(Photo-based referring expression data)
%%
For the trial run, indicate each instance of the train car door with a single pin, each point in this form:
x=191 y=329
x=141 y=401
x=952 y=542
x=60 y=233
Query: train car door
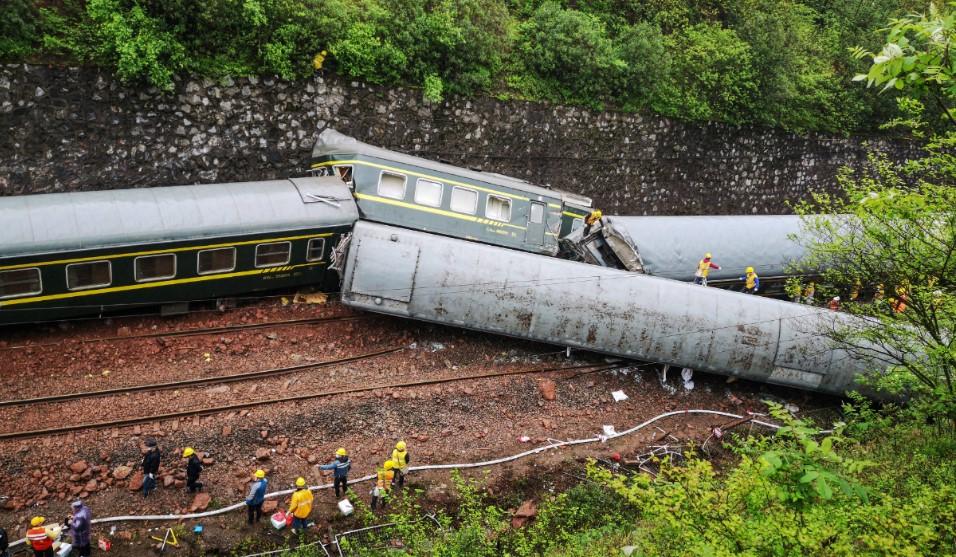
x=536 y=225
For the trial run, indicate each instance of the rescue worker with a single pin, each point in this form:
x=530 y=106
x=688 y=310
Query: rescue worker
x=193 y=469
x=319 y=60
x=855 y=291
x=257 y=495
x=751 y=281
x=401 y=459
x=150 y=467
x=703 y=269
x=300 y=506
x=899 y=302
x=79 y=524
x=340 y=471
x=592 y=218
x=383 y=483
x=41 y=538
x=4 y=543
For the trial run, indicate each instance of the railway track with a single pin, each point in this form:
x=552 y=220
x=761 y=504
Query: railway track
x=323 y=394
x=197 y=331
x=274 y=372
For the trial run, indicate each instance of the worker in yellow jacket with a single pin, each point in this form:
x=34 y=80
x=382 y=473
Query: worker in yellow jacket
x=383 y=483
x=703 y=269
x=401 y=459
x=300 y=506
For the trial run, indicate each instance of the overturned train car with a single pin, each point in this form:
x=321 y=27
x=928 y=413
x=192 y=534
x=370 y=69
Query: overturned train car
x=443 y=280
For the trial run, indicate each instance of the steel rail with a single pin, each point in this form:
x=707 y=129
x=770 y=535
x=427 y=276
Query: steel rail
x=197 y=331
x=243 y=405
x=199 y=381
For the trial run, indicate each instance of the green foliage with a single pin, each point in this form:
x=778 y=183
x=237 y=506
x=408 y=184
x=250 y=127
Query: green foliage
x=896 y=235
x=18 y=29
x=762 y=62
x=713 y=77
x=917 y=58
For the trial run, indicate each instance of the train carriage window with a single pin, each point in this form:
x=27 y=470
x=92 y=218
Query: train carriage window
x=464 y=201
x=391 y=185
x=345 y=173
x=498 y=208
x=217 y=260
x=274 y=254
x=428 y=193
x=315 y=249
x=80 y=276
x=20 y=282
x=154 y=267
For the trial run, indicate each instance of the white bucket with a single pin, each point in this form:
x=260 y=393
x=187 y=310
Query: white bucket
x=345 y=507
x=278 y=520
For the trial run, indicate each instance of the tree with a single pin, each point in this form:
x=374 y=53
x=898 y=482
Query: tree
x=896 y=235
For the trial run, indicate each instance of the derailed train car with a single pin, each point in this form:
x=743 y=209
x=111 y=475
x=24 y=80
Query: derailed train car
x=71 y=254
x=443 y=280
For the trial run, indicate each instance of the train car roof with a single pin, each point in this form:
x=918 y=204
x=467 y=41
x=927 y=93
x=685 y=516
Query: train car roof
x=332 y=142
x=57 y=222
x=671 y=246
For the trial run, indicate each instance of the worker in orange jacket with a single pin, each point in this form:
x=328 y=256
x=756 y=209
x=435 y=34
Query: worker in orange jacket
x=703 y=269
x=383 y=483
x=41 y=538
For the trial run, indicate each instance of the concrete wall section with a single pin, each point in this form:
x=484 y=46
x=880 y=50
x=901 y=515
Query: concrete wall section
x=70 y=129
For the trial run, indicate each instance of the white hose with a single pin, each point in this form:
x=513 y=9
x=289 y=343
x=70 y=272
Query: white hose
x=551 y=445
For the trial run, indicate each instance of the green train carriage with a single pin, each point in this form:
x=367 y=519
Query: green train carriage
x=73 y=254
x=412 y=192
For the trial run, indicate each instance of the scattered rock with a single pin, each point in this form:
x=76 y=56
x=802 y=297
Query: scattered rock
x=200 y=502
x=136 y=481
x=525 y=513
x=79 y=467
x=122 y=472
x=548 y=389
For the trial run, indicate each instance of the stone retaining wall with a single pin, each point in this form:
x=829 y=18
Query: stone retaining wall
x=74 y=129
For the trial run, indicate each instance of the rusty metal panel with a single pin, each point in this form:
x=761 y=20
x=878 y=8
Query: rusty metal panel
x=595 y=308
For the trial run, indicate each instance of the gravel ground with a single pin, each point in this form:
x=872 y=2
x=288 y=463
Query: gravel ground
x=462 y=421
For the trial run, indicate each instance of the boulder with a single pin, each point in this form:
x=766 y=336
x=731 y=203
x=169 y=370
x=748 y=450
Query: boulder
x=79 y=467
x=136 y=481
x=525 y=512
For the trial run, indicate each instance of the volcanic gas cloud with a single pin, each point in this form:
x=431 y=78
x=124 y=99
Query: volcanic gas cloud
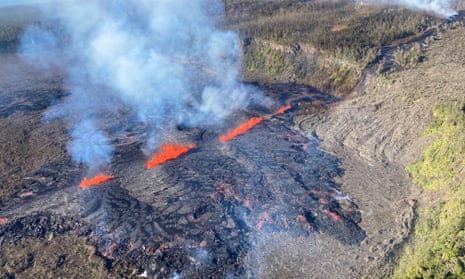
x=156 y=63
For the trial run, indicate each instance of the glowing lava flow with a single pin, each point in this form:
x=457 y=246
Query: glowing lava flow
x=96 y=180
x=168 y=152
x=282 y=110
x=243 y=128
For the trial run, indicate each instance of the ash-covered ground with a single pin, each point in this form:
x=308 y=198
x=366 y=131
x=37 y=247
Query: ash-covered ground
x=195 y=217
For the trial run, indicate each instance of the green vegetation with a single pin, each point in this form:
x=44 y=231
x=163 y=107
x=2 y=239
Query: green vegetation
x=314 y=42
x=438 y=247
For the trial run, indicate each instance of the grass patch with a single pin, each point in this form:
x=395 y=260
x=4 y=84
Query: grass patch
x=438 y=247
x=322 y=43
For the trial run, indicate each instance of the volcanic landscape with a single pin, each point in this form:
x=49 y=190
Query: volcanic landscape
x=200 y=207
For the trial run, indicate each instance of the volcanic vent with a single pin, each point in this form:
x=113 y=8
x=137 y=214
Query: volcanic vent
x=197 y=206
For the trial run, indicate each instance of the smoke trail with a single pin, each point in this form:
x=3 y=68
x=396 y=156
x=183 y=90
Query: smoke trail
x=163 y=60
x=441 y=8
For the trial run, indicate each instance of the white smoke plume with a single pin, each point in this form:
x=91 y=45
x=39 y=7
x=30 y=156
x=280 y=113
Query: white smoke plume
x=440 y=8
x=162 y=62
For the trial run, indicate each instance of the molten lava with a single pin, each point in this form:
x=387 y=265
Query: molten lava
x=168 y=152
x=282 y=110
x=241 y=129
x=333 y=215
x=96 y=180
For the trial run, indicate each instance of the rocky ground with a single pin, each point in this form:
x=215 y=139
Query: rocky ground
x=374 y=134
%%
> Task to carry out
A verbatim copy of every entry is wanted; the pictures stay out of it.

> Solution to the exercise
For the trial run, indicate each instance of the train car door with a single pin, each point in this form:
x=191 y=329
x=141 y=401
x=952 y=542
x=60 y=233
Query: train car door
x=536 y=225
For the trial run, indicate each instance of the rescue worker with a single pin, each point in this form:
x=530 y=106
x=688 y=310
Query: rescue worker
x=193 y=469
x=319 y=60
x=855 y=291
x=257 y=495
x=751 y=281
x=401 y=459
x=150 y=467
x=703 y=269
x=300 y=506
x=899 y=302
x=79 y=524
x=340 y=471
x=592 y=218
x=383 y=483
x=41 y=538
x=4 y=543
For the trial run, indicate each instance of the railway track with a single pin, each point in this form:
x=552 y=220
x=761 y=504
Query: railway track
x=323 y=394
x=197 y=331
x=274 y=372
For the trial run, indicate each instance of the worker in yellow jacket with a single pin, each point in this form:
x=34 y=80
x=382 y=473
Query: worker in yellow jacket
x=383 y=483
x=703 y=269
x=401 y=459
x=300 y=506
For the trial run, indicate each instance of the overturned train car with a single pin, each point in this form:
x=321 y=27
x=928 y=413
x=192 y=534
x=370 y=69
Query: overturned train car
x=443 y=280
For the trial run, indicate each instance of the steel rail with a single pin, each point in this form:
x=707 y=129
x=770 y=535
x=427 y=276
Query: steel rail
x=197 y=331
x=243 y=405
x=199 y=381
For the trial run, indicate each instance of the green foliage with a single pin, each point in this form:
x=778 y=183
x=237 y=506
x=408 y=184
x=250 y=127
Query: green foliage
x=896 y=235
x=18 y=29
x=762 y=62
x=713 y=77
x=917 y=58
For the trial run, indicate each instance of the train carriage window with a single pin, each point in this form:
x=27 y=470
x=92 y=218
Query: train carriage window
x=464 y=201
x=391 y=185
x=345 y=173
x=498 y=208
x=217 y=260
x=274 y=254
x=428 y=193
x=315 y=249
x=80 y=276
x=20 y=282
x=154 y=267
For the trial run, indicate each instance of the white bucket with a single pin, each point in this form:
x=260 y=393
x=187 y=310
Query: white bucket
x=345 y=507
x=278 y=520
For the trial run, indicate each instance of the tree with a single pin, each point in this form:
x=374 y=53
x=898 y=482
Query: tree
x=896 y=235
For the trial run, indicate each instance of the derailed train car with a single pin, each point in this form:
x=743 y=209
x=111 y=475
x=24 y=80
Query: derailed train car
x=71 y=254
x=443 y=280
For the trial run, indicate each instance of the train car roof with a single pin, each point in this form:
x=918 y=204
x=467 y=41
x=927 y=93
x=685 y=516
Query: train car roof
x=332 y=142
x=57 y=222
x=671 y=246
For the trial run, indicate each instance of the worker in orange jacket with a single pin, each point in this form:
x=328 y=256
x=756 y=209
x=435 y=34
Query: worker in orange jacket
x=703 y=269
x=383 y=483
x=41 y=538
For the trial run, indicate each instance of the concrete wall section with a single pin, each point in this form:
x=484 y=46
x=880 y=50
x=901 y=515
Query: concrete wall section
x=70 y=129
For the trial run, indicate each instance of the white hose with a single pin, each point in this form:
x=513 y=9
x=289 y=343
x=70 y=272
Query: white hose
x=551 y=445
For the trial run, indicate each instance of the green train carriage with a single pin, each point in this form:
x=367 y=519
Query: green train carriage
x=73 y=254
x=412 y=192
For the trial run, indicate each instance of the scattered rock with a single pin, each point in this form:
x=76 y=56
x=802 y=297
Query: scattered rock
x=200 y=502
x=136 y=481
x=525 y=513
x=79 y=467
x=122 y=472
x=548 y=389
For the trial run, indicate each instance of the stone retaining wall with a single pin, each point in this form:
x=829 y=18
Query: stone retaining wall
x=74 y=129
For the trial run, indicate each instance of the rusty metal panel with a single pin, each point in this form:
x=761 y=20
x=878 y=8
Query: rusty metal panel
x=595 y=308
For the trial run, indicate each instance of the gravel ground with a single pin, each point in this form:
x=872 y=2
x=288 y=463
Query: gravel ground
x=462 y=421
For the trial run, indicate each instance of the boulder with a single pin, each point in this form:
x=766 y=336
x=731 y=203
x=169 y=370
x=748 y=450
Query: boulder
x=79 y=467
x=136 y=481
x=525 y=512
For the trial run, indicate each instance of the volcanic gas cloud with a single pin, each point in this form:
x=431 y=78
x=124 y=99
Query: volcanic gas cloud
x=156 y=63
For the trial run, indicate each instance of the glowing lava flow with a single pin, each point in this form:
x=457 y=246
Query: glowing lava flow
x=96 y=180
x=168 y=152
x=282 y=110
x=243 y=128
For the trial run, indicate each instance of the ash-covered ground with a single pin, each point in this form:
x=308 y=198
x=366 y=131
x=37 y=247
Query: ash-covered ground
x=195 y=217
For the trial run, indicate each instance of the green vegetation with a single pin, each point in this form:
x=44 y=231
x=163 y=107
x=2 y=239
Query: green vegetation
x=314 y=42
x=438 y=247
For the trial run, indicate each instance of the grass patch with a single pin, each point in this form:
x=395 y=260
x=4 y=84
Query: grass patch
x=438 y=247
x=322 y=43
For the trial run, indicate each instance of the volcanic landscape with a single pin, each point in this form:
x=49 y=190
Query: volcanic landscape
x=200 y=207
For the trial run, indicate each instance of the volcanic vent with a single pin, each point in this form:
x=113 y=8
x=137 y=214
Query: volcanic vent
x=197 y=206
For the trial run, indicate each instance of the smoke trail with a single pin, each point in this form:
x=3 y=68
x=396 y=156
x=183 y=90
Query: smoke trail
x=163 y=60
x=441 y=8
For the trial run, indicate each instance of the white smoke plume with a single pin, each point in this form:
x=91 y=45
x=39 y=7
x=30 y=156
x=280 y=113
Query: white smoke plume
x=440 y=8
x=162 y=62
For the trial run, indicate each instance of the molten lava with a single pin, each point in this form:
x=387 y=265
Query: molten lava
x=168 y=152
x=282 y=110
x=241 y=129
x=333 y=215
x=96 y=180
For the trial run, indicate each instance of the rocky ground with a single pin, each point in this form:
x=215 y=139
Query: rocky ground
x=374 y=134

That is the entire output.